▸ Page:
|---|

Worst: Tiger Ali Stinks
Remember Tiger Ali Singh, the son of Tiger Jeet Singh who was briefly positioned to be a new international hero in the World Wrestling Federation? After being gone for like a year and a half he’s back, in Attitude Era form! Now he’s an arrogant foreigner who comes to the ring with a manservant named “Babu” and pays overweight women money to take off, then put back on their clothes. Imagine if the Million Dollar Man was also playing a racial stereotype, and Virgil wore a turban.
Sometimes in these columns I put over Vince Russo and the 1998 WWF Creative team for being able to put together logical, fun-to-follow wrestling stories, but I also need point out how unbelievably bad the show got whenever it was time for someone to do something “funny.” Some characters and performers ARE funny, but the people who make the calls rarely are, and you can see everything bad about Russo’s vision of the WCW and Vince McMahon’s vision of a modern WWE in their comedy.
Also On This Episode
People still booing your Brawl for All tournament like a month into it? Why not put some butts at ringside, so they can be distracted and maybe shut up while the wrestlers hurt themselves?

|---|

▸ Set exercise 1: According to the wrestling column, what is the name of the manservant who comes to the ring with Tiger Ali Singh?
▸ Set exercise 2: Decide whether each statement agrees with the wrestling column, answering yes or no and quoting the words that settle it: (a) Tiger Ali Singh is the son of Tiger Jeet Singh. (b) Tiger Ali Singh had been gone for about three years before his return. (c) The column says the people who make the calls are usually funny.

Pointing records:
|---|

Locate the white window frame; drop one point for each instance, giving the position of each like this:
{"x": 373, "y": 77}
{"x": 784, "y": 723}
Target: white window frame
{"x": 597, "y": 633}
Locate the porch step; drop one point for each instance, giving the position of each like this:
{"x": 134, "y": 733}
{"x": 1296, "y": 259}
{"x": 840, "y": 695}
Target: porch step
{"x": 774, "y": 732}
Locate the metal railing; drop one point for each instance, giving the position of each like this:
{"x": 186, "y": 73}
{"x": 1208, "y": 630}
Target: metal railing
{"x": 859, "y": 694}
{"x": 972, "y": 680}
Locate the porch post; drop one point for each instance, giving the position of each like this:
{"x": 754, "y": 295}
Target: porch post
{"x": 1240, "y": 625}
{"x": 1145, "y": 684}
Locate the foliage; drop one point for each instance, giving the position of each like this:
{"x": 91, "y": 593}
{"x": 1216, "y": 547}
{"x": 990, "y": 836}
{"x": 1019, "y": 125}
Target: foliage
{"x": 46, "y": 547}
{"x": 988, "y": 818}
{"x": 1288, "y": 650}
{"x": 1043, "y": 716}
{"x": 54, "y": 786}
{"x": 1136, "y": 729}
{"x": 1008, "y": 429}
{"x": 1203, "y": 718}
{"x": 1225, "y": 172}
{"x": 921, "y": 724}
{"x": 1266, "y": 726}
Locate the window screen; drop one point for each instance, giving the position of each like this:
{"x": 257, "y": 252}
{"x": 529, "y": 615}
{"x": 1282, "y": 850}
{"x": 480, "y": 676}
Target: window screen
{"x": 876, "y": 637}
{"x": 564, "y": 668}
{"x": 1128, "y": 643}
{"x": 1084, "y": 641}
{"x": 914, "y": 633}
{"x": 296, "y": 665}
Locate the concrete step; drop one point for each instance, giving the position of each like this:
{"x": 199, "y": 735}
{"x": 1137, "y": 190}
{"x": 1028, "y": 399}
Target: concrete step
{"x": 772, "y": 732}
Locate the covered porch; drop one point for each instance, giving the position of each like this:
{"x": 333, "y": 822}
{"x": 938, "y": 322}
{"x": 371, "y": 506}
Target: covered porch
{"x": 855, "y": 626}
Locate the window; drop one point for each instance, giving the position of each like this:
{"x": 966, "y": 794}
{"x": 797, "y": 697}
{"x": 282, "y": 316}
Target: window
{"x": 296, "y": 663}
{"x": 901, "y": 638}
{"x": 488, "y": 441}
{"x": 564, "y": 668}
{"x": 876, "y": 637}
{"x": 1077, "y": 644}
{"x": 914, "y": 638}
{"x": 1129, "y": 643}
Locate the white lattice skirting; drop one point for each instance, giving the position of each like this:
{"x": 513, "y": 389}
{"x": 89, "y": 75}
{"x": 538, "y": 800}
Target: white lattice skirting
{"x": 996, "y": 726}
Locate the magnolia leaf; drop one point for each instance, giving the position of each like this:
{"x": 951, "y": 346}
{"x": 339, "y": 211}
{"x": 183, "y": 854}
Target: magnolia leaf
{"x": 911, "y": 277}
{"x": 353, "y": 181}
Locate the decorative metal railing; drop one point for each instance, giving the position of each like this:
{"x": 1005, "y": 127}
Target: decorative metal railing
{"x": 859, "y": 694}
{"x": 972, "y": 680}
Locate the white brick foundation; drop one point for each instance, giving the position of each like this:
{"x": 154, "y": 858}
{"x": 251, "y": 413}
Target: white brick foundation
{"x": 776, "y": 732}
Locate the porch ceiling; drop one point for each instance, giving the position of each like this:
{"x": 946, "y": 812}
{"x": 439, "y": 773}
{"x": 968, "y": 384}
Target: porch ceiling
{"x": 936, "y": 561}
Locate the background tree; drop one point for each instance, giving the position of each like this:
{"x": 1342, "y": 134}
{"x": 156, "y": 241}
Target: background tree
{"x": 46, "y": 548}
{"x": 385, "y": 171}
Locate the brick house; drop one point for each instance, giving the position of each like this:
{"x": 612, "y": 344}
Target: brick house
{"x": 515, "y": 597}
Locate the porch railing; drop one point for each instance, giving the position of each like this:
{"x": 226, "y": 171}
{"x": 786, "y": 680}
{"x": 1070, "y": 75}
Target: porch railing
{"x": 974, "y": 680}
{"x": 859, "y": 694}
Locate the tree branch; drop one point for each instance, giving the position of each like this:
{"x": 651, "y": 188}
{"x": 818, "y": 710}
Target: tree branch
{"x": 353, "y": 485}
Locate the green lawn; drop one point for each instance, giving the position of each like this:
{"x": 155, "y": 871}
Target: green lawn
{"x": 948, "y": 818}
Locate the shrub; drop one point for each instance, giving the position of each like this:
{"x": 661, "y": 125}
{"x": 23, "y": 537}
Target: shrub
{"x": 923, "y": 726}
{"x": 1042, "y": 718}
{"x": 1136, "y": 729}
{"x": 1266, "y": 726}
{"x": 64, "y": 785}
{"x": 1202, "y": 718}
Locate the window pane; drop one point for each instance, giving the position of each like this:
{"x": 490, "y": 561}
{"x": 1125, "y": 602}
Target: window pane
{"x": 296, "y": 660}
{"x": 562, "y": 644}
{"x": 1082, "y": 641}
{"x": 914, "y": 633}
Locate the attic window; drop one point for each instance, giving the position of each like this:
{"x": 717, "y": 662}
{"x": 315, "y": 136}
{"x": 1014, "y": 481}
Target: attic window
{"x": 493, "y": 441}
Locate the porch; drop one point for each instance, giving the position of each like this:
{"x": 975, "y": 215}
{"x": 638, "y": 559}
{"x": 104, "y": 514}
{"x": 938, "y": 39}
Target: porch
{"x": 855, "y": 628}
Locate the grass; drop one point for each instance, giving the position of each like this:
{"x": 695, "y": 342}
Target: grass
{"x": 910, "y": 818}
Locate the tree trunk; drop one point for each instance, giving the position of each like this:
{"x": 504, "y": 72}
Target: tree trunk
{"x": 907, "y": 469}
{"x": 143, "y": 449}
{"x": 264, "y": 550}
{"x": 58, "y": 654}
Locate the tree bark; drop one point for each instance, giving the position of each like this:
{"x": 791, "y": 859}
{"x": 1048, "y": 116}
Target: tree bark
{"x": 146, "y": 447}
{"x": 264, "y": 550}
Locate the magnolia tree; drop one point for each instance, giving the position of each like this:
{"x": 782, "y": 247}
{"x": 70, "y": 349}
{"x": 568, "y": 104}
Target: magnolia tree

|---|

▸ Correct output 1: Babu

▸ Correct output 2:
(a) Yes: "the son of Tiger Jeet Singh"
(b) No: "After being gone for like a year and a half"
(c) No: "the people who make the calls rarely are"